===== Source material =====

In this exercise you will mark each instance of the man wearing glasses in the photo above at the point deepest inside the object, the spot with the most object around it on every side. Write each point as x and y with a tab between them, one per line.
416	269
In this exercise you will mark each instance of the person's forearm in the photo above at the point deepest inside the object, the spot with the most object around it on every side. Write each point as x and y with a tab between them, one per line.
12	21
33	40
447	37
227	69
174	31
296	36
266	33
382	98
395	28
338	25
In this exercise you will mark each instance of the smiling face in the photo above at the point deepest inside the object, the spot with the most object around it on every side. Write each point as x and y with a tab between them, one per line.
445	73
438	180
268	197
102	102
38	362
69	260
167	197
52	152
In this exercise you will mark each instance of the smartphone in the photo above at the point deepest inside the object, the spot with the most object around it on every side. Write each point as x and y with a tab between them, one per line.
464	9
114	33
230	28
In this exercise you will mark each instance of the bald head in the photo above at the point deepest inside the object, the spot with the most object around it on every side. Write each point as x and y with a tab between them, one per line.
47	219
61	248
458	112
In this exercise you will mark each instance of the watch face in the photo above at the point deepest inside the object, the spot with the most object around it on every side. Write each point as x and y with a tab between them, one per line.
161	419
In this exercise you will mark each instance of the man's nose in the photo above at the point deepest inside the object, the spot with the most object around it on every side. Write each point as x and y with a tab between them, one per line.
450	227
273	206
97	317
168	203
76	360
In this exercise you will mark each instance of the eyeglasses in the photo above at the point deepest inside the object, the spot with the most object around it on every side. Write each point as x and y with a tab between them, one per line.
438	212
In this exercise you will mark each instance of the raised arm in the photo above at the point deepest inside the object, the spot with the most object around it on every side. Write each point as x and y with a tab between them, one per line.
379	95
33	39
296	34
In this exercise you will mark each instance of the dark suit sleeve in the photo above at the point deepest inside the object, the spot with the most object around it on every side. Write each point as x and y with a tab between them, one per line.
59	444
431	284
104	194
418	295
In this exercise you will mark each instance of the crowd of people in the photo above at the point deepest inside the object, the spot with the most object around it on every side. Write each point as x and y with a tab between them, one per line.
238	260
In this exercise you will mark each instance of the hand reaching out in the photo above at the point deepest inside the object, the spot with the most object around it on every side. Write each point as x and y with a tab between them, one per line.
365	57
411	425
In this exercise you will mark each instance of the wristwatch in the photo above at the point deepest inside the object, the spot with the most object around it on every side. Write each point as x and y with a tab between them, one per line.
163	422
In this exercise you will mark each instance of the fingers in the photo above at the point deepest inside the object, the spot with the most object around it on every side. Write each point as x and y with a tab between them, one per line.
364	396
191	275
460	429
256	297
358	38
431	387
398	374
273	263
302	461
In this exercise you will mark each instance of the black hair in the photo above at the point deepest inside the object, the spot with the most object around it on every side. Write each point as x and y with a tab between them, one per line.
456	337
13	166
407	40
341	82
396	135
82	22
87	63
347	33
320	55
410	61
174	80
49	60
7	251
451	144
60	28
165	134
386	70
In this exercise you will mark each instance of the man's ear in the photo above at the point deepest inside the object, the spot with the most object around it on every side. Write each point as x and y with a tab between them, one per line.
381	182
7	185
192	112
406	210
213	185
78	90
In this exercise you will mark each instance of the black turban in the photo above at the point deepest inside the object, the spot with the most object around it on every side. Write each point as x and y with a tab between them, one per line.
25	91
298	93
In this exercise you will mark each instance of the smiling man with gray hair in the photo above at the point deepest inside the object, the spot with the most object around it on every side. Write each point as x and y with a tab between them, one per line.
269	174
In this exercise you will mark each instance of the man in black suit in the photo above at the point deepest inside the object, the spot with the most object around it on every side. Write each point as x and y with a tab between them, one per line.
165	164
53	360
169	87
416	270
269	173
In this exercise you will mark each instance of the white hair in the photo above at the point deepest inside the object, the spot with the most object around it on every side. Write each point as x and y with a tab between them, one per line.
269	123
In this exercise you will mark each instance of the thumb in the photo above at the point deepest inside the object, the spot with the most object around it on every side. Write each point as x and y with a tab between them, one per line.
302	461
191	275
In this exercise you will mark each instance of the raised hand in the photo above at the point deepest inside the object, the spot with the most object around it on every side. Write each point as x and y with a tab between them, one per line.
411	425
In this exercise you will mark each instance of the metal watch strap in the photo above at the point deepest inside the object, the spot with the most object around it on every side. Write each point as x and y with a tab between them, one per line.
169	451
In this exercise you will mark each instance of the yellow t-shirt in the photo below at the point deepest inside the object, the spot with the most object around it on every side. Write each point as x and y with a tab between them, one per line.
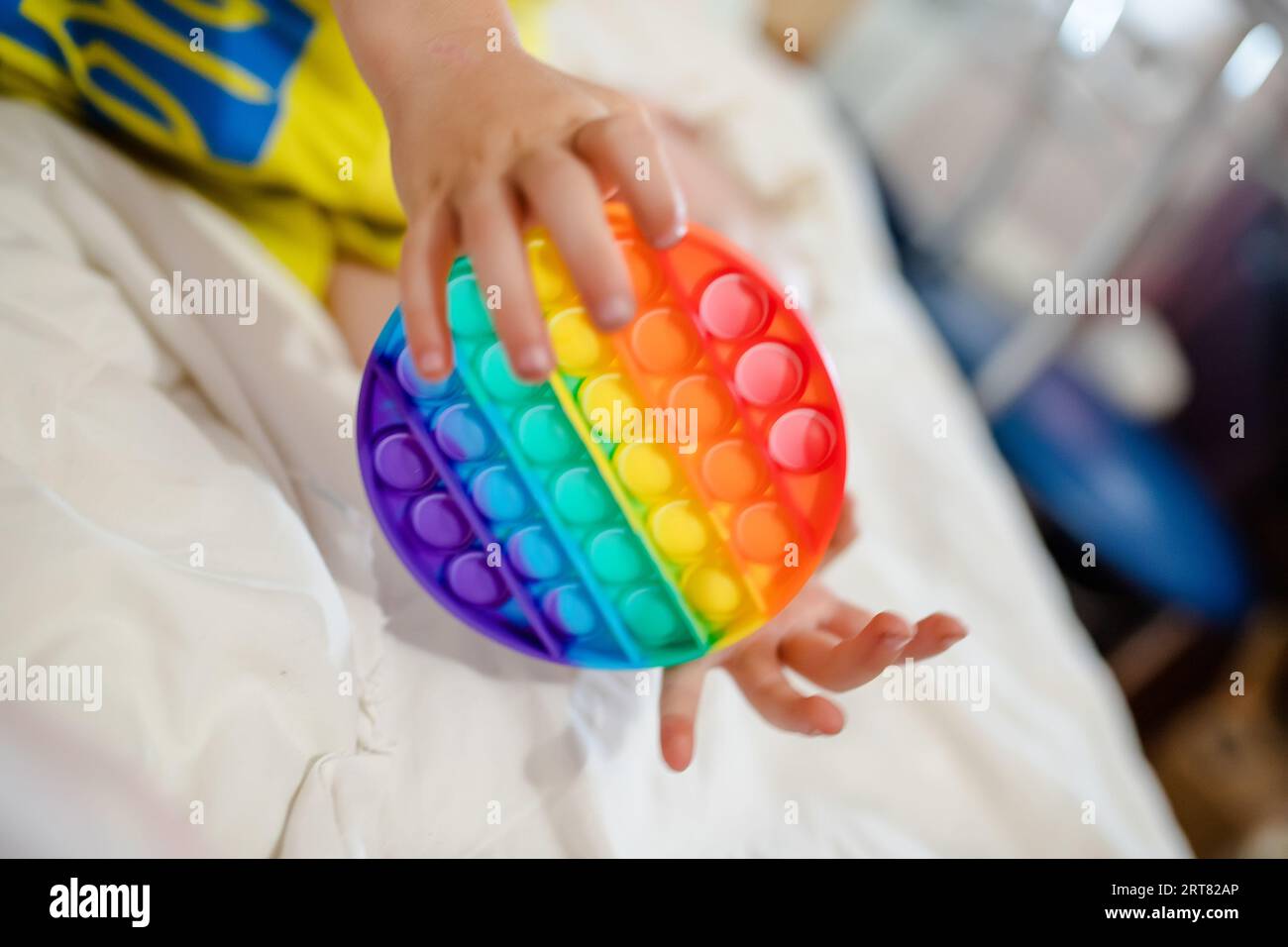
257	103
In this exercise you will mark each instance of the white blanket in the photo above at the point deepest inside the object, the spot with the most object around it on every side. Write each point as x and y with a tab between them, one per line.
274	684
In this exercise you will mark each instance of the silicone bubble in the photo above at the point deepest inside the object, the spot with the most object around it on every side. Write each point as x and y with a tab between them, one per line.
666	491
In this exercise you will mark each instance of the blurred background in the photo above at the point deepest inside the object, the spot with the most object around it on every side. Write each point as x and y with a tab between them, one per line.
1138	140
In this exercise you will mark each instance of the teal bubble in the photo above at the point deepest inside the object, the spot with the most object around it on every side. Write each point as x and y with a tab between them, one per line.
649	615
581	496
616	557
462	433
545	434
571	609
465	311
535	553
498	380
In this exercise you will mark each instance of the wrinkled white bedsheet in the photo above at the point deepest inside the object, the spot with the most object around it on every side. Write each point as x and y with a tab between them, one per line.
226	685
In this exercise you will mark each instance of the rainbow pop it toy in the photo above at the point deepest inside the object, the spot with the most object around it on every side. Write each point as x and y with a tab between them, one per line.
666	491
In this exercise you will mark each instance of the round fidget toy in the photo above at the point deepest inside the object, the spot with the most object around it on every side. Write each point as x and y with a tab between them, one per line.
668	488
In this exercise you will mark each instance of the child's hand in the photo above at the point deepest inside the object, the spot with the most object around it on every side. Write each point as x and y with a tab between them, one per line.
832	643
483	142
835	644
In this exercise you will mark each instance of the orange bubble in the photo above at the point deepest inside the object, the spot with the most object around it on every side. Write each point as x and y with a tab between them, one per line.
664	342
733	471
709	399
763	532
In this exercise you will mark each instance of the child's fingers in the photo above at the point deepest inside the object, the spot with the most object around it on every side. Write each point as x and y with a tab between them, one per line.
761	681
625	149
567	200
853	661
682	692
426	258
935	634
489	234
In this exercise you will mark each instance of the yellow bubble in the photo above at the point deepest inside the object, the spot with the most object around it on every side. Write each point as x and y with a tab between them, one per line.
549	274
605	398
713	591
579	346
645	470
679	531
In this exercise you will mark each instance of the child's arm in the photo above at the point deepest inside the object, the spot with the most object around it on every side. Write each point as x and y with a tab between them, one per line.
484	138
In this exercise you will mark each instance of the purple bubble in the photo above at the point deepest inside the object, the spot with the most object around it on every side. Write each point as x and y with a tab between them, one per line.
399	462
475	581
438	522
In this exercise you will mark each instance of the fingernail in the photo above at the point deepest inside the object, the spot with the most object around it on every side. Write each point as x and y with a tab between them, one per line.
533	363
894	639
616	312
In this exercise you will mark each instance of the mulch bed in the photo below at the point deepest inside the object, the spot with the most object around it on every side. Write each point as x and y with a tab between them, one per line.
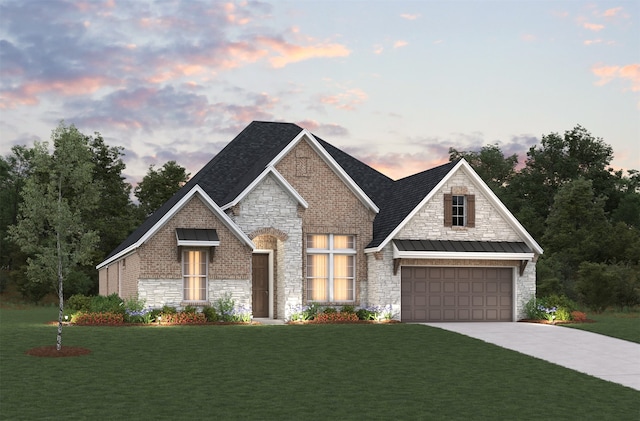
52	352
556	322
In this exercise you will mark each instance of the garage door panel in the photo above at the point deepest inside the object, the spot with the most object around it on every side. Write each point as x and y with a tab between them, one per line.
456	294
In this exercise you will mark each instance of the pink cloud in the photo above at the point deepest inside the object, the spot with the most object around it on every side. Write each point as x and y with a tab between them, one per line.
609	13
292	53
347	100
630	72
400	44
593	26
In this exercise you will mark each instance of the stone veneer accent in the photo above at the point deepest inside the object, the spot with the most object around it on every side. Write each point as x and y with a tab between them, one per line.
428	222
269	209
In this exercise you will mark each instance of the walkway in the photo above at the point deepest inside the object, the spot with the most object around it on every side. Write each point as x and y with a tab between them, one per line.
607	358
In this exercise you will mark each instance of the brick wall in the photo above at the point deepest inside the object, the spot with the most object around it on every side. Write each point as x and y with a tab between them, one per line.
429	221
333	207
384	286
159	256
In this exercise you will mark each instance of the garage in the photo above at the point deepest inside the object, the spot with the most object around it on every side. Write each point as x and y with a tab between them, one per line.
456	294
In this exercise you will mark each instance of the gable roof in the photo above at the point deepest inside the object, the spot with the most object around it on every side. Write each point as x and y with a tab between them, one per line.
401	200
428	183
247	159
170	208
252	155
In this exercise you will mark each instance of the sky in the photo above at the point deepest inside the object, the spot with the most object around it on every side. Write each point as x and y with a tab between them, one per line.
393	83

=====

Work required: Your task is to write out the lines from the one with "the garage in" through the end of the records, exactly and with nothing added.

Exercise result:
In this exercise you will mark each instance of the garage in the photo above at the point deepest inside the object, the spot with the most object around it on every side. Write each point as x and y with a tab between them, one per line.
456	294
In this exercise you will mark each instance of the gable roof in the photo above at the point deepest inside the object, the spot with the most object around it on every side. Write each point as x and y with a tab between them, one per line.
401	200
428	183
247	159
170	208
252	155
In this exercise you will mark each instance of the sky in the photo above at the point deepest inside the object, the spot with the most object around it on every side. Write each point as x and y with a tab between them, one per line.
393	83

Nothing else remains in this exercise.